# Textauszug:
Knapp daneben

Nicht die angeblich neoliberale Umgestaltung der Bundesagentur ist zu kritisieren, sondern die spezifisch deutsche Form des Umbaus. von bernd beier

Die Kampagne »Agenturschluss« setzt den Hebel der Kritik an zwei Stellen an: Einerseits soll die Abgabe der Anträge auf ALG II verzögert werden bis zum 6. Dezember, um Chaos bei ihrer Bearbeitung zu erzeugen, zum anderen sollen am 3. Januar 2005 die »Arbeitsagenturen und Personal Service Agenturen lahmgelegt« werden, um etwa die Vermittlung in Ein-Euro-Jobs zu blockieren. Prima Sache, könnte man meinen, nun wird auch in und an der Institution selbst Kritik geübt.

Das stößt jedoch nicht nur auf Begeisterung. Die Essener Verdi-Gruppe in der Arbeitsagentur sieht sich missverstanden, weil »insbesondere Gewerkschafter« das »Sozialstaatsprinzip immer wieder angemahnt und die Sicherung des sozialen Friedens eingefordert« hätten, und erklärt in einer Stellungnahme von Mitte September: »Die Politik ist verantwortlich, nicht die Beschäftigten der Agentur (…) Wir verstehen, dass die Gebäude der Agentur wegen ihrer Symbolik für Kundgebungen attraktiv sind. Aktionen innerhalb und vor dem Gebäude gegenüber Beschäftigten halten wir jedoch für verfehlt.«

Aber was sind »Aktionen gegenüber Beschäftigten«? Fallen bereits Streik- oder Boykottaufrufe darunter? Oder die Kritik am Inhalt der Arbeit der Elendsverwalter selbst, die zu einer Art gesellschaftssanitärer Polizei zur Kontrolle und Schikane der im Sinne des Kapitals Überflüssigen werden? Vermutlich. Die innige Verbundenheit mit der Sozialdemokratie sorgt dafür, dass es das oberste Ziel der deutschen Gewerkschaften ist, die Beschäftigten der Arbeitsagentur möglichst reibungslos in die neuen Formen der staatlichen Bewirtschaftung der Arbeitskraft einzupassen.

# Erfasste Daten:
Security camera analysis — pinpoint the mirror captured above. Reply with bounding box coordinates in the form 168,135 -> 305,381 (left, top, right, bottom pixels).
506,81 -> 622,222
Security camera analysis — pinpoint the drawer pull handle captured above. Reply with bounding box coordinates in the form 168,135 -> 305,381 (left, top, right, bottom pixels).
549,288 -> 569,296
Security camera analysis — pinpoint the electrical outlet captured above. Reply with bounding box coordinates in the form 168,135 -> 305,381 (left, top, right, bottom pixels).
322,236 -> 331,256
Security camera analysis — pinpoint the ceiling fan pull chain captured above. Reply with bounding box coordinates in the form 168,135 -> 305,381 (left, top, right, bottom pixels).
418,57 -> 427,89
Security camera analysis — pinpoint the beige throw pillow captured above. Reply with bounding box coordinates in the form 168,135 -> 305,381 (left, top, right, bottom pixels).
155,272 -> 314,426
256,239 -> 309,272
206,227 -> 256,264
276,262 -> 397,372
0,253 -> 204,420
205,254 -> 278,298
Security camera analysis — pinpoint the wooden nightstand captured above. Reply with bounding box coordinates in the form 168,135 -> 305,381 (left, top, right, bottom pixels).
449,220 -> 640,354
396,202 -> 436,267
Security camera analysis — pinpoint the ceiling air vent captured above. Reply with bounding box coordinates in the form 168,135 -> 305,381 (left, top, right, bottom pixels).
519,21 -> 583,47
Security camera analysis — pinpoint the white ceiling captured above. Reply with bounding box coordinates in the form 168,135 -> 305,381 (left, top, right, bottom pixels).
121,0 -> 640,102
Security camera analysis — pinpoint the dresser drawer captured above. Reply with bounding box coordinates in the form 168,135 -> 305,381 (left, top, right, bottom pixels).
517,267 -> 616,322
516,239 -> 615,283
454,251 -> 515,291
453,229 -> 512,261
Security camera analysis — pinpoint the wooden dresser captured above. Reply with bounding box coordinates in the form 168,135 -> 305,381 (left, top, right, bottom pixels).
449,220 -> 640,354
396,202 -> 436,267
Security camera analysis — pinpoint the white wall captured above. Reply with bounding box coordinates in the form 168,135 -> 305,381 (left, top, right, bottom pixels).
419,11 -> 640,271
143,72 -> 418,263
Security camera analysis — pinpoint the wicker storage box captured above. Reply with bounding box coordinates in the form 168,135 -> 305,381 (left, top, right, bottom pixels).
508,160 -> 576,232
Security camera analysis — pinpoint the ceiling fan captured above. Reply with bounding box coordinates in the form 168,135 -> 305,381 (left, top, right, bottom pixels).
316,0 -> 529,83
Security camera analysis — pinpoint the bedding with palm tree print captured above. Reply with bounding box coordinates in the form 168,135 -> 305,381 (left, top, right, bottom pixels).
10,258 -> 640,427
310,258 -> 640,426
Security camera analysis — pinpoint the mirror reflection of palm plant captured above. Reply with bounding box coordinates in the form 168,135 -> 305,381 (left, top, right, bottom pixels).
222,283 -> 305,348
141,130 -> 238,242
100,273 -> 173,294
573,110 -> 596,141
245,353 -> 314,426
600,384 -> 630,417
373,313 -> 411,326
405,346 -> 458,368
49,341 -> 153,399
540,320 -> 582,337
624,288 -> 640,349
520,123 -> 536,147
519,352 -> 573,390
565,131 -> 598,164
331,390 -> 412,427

# Ziel 1:
Nenne alle Zeitangaben, die im Textauszug vorkommen.
# Ziel 2:
Beantworte anhand des Textauszugs:
(a) Wie heißt die Kampagne, die Kritik an zwei Stellen ansetzt?
(b) Welche Gruppe hat die Stellungnahme von Mitte September abgegeben?
(c) Was ist laut Text das oberste Ziel der deutschen Gewerkschaften?

# Lösung 1:
- 6. Dezember
- 3. Januar 2005
- Mitte September

# Lösung 2:
(a) »Agenturschluss«
(b) Die Essener Verdi-Gruppe in der Arbeitsagentur
(c) Die Beschäftigten der Arbeitsagentur möglichst reibungslos in die neuen Formen der staatlichen Bewirtschaftung der Arbeitskraft einzupassen